Short task>
Locate the line containing "Look at the photograph above. For each instance of the clock" in the data below. Reproduce it and every following line up to the end, exactly as given.

Provided data>
>> BEGIN

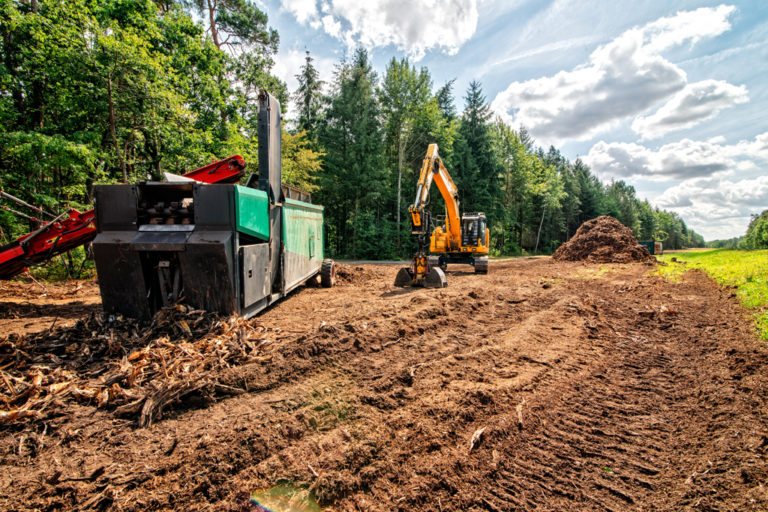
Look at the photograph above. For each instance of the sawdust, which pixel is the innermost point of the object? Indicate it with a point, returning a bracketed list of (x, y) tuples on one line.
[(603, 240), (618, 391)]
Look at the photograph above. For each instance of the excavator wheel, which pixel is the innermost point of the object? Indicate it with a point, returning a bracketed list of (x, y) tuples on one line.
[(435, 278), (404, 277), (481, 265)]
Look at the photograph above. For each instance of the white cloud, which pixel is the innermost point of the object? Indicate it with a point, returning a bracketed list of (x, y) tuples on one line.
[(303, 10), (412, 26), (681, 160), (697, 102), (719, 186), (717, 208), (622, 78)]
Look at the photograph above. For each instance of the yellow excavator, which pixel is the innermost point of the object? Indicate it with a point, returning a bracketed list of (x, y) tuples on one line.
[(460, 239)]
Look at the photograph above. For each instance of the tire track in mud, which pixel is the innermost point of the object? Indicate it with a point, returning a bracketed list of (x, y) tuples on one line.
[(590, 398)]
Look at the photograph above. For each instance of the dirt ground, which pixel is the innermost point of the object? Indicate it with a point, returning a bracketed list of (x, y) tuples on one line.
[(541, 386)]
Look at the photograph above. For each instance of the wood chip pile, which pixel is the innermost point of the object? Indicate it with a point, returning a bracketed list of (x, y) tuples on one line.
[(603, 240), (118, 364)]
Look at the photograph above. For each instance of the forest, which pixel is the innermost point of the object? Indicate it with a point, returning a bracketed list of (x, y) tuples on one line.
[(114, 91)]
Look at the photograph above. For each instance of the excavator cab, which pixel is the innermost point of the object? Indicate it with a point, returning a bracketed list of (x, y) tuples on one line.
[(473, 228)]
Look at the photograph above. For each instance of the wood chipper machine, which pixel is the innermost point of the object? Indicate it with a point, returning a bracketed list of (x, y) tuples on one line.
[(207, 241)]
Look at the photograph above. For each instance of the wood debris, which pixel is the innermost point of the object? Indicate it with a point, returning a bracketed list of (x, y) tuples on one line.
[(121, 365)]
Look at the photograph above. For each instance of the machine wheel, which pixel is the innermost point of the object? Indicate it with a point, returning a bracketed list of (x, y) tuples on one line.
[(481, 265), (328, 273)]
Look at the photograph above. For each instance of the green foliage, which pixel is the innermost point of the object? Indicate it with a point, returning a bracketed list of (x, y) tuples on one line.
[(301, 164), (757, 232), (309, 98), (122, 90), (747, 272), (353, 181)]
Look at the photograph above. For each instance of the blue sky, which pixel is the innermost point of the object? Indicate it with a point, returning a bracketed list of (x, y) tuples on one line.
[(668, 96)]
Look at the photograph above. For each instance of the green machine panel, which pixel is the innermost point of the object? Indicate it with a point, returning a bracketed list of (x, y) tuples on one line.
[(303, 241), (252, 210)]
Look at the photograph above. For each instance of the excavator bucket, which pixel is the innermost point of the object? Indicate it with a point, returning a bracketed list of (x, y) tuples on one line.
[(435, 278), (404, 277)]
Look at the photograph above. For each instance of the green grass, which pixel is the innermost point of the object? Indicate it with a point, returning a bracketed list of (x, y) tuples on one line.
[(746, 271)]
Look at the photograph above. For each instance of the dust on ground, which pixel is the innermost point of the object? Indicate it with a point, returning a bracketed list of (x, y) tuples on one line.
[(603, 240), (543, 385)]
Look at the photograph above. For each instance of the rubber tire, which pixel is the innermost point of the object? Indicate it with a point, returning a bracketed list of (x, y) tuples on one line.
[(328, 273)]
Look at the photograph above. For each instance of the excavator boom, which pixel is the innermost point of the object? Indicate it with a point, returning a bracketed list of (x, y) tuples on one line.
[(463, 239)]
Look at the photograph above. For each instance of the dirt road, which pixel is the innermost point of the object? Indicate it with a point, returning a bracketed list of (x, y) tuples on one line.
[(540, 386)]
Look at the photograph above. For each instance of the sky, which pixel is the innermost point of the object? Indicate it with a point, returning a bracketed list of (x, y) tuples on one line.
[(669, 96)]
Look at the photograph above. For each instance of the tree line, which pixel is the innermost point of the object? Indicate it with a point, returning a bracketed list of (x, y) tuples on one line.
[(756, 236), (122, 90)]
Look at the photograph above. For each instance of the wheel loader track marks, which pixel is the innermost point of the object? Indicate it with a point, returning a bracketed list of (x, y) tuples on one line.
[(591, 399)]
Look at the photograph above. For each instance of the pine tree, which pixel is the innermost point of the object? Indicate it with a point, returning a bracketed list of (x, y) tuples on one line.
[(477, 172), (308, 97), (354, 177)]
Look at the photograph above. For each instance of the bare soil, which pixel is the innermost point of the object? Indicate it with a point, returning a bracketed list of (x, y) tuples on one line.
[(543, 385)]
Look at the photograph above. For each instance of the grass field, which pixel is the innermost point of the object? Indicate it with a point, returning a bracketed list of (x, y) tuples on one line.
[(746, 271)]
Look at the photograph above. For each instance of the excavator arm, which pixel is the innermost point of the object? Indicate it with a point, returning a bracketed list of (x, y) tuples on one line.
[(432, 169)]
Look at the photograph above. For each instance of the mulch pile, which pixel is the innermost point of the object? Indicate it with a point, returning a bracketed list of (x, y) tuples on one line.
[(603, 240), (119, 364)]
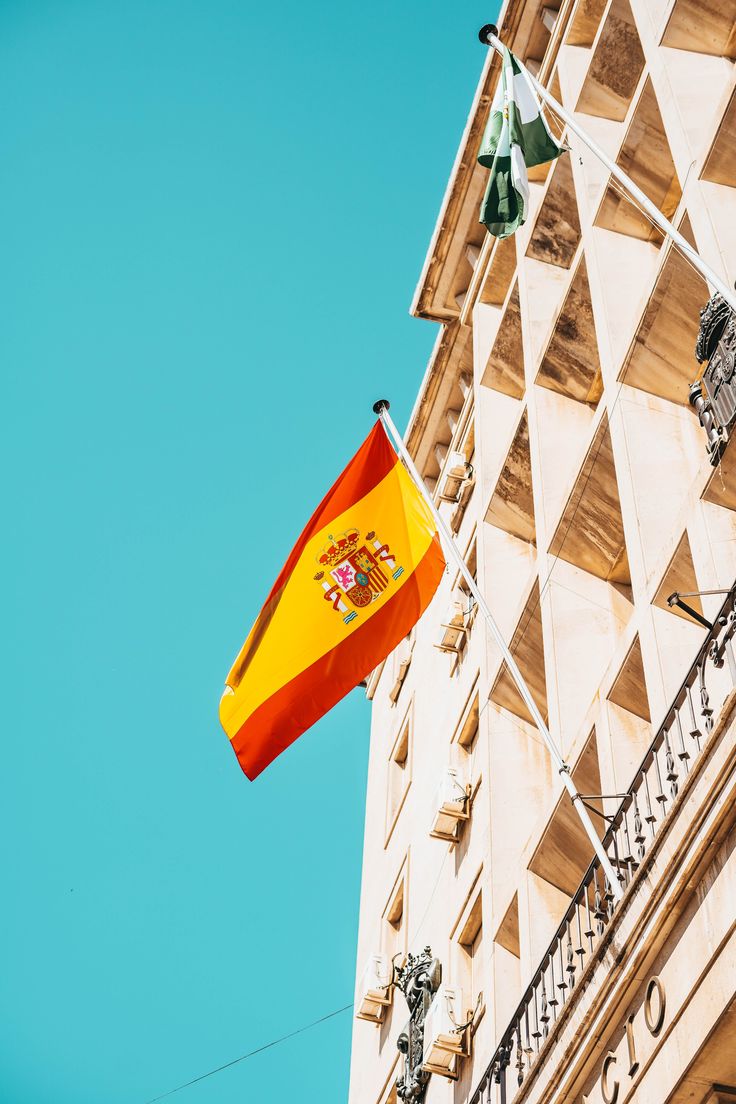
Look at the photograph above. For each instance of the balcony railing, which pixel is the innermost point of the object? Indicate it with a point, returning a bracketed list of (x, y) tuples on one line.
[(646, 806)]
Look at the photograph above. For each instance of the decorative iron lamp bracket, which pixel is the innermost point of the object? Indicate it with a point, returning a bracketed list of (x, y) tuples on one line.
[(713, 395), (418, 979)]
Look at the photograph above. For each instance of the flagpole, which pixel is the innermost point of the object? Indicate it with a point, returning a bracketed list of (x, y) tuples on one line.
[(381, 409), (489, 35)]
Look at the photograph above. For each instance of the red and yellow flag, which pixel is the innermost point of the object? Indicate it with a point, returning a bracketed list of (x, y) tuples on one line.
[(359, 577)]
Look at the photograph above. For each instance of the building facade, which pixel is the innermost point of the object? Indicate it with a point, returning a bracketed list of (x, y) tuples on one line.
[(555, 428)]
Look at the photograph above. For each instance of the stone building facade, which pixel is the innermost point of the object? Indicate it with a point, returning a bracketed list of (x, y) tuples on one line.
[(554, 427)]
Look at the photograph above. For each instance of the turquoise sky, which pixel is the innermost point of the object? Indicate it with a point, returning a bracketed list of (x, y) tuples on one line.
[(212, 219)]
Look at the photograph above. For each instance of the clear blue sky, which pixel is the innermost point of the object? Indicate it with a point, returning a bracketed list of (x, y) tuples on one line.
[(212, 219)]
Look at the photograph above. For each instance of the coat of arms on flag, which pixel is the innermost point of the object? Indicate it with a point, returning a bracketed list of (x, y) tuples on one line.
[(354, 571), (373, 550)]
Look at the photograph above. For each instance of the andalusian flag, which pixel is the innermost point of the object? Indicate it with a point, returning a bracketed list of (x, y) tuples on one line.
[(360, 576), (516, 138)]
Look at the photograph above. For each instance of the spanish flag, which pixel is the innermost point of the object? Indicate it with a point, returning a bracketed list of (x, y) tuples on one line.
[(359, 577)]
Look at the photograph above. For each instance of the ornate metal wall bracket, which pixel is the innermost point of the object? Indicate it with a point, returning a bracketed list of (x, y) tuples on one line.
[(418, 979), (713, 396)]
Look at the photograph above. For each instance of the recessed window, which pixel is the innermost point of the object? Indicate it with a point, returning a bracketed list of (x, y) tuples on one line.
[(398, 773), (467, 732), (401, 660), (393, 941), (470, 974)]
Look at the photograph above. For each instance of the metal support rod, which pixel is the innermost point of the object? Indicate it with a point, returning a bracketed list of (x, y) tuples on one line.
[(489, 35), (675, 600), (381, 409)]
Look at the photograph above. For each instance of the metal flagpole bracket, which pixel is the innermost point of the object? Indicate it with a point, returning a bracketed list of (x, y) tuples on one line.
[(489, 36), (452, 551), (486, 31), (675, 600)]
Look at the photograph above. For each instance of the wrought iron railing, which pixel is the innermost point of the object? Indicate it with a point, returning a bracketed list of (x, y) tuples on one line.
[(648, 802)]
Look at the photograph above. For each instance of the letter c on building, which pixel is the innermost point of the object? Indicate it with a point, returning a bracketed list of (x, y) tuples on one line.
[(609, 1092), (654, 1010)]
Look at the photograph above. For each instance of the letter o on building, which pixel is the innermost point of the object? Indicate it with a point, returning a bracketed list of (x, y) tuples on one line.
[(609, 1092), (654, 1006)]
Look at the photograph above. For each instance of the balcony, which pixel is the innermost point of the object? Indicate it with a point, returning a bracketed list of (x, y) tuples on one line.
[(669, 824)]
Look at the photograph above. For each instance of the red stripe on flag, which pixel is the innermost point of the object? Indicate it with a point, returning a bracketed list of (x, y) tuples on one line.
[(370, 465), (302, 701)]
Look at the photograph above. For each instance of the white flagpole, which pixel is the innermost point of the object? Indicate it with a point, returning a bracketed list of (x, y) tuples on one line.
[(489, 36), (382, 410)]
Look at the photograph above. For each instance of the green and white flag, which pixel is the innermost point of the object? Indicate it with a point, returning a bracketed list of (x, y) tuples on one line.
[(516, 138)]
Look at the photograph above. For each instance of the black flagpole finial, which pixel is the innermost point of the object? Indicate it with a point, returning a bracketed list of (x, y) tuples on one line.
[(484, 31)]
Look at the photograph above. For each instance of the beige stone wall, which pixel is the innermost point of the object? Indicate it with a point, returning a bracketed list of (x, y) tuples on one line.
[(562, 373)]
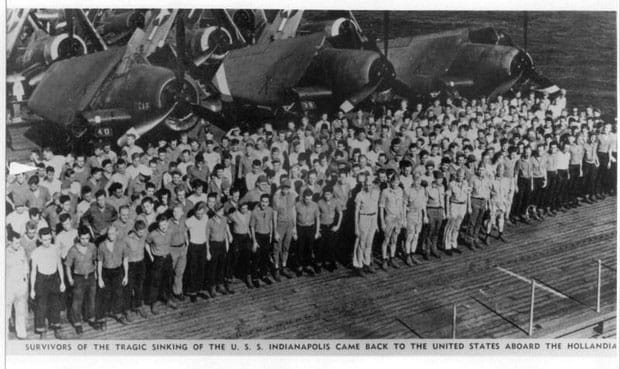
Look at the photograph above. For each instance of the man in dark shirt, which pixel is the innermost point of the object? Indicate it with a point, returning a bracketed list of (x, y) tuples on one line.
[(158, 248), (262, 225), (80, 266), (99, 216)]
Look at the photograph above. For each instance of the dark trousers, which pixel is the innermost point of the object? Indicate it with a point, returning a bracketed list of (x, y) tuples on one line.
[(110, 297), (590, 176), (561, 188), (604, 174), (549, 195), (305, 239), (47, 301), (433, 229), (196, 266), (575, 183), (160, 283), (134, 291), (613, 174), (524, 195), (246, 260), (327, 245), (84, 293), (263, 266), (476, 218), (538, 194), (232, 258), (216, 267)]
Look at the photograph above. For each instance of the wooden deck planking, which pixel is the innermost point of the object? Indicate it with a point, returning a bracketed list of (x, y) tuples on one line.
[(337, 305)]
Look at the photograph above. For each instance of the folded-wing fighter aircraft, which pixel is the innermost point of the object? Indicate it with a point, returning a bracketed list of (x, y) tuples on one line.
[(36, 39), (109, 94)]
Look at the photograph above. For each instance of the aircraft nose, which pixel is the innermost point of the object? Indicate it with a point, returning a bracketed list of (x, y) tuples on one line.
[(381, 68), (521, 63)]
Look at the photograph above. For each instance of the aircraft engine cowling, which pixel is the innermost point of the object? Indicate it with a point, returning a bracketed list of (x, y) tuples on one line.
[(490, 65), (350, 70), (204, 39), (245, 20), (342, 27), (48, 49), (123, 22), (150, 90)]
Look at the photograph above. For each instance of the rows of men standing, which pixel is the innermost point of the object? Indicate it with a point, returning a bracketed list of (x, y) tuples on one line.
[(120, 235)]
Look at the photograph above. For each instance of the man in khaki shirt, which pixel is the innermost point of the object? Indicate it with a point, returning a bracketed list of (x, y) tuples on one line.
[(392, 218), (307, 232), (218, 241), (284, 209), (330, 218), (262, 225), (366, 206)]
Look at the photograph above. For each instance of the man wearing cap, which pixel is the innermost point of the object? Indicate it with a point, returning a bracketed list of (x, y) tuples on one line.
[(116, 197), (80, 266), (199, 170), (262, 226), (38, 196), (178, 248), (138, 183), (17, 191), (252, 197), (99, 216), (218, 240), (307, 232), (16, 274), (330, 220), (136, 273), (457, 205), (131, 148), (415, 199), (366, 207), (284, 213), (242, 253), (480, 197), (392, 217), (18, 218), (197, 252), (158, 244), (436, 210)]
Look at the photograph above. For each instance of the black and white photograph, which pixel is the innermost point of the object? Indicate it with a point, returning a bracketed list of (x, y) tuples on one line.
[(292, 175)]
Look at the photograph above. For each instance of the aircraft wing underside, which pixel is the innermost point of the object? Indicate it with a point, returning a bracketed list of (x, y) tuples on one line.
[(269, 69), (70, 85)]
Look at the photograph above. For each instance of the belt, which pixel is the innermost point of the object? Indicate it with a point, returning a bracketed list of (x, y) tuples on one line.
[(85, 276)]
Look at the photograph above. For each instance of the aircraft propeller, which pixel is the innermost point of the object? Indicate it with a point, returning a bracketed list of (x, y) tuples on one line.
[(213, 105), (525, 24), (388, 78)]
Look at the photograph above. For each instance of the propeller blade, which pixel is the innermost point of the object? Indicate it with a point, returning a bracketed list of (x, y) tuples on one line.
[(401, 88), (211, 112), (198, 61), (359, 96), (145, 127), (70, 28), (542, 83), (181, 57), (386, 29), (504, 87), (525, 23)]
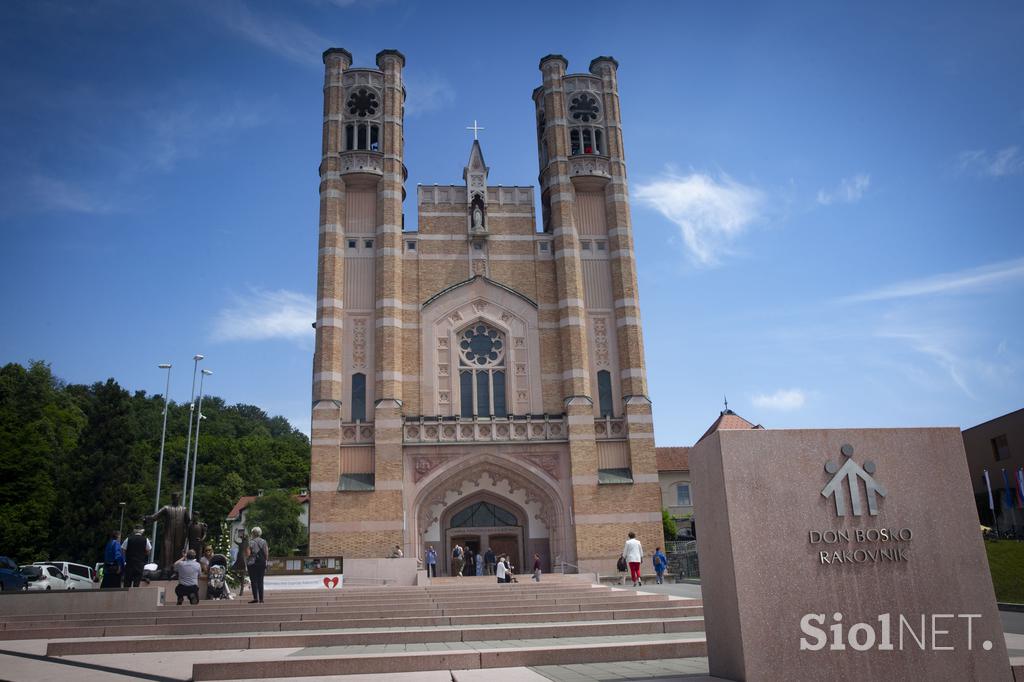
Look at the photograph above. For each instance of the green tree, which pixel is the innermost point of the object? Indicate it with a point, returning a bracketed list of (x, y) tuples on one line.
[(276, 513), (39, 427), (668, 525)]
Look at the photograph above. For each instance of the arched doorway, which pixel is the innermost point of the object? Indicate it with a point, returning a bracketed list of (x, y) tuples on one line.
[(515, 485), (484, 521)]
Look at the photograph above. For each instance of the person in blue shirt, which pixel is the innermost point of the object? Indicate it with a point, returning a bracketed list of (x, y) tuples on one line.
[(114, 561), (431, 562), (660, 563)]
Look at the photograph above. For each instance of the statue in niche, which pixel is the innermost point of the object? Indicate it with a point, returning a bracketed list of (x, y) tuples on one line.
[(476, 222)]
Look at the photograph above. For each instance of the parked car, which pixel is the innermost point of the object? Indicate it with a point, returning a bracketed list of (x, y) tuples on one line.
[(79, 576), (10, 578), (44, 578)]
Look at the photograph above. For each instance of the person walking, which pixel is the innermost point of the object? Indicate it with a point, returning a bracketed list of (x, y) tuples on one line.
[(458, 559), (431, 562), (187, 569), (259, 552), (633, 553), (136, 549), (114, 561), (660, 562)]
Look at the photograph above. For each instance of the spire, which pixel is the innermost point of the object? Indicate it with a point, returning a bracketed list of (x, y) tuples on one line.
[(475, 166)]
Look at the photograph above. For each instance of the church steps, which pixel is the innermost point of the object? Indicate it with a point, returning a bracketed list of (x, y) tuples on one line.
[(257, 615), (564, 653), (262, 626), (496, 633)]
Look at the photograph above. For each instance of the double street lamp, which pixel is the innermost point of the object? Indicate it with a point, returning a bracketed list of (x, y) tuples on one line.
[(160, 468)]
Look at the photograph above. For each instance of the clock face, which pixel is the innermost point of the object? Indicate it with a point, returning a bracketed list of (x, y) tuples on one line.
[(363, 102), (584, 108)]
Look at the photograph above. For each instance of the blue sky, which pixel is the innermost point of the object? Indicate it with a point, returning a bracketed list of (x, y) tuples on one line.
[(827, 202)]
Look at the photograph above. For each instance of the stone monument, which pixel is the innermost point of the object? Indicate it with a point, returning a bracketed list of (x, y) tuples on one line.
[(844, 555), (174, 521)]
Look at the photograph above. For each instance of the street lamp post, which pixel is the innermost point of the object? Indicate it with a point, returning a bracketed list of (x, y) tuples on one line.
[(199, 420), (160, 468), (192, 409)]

>> END

Answer in full>
Look at the photograph above. For each instance of the clock face, which pixel is the innermost point of the object? Indicate it with a point, returning a bracketed list of (x, y) tuples on one line.
[(363, 102), (584, 108)]
Look at the photograph above. For each instance of the blue sky, which pixel is the innermost point of the object? Indicate it with a point, returning a bracketed list of (x, y) tuples on one line.
[(827, 202)]
Look at the photograph above. For each instance of the stone monument, which pixel is the innermost point of the object? Indicate it with a point, returning a bracketed list of (x, y) tuples on one line.
[(844, 555), (174, 521)]
Look at the photograph above. For each instance of the street lamp post, which pixel is the innermost point of the object? Indicate it with a point, returning a bracketed list of (x, y) tuples on one line.
[(199, 420), (160, 468), (192, 409)]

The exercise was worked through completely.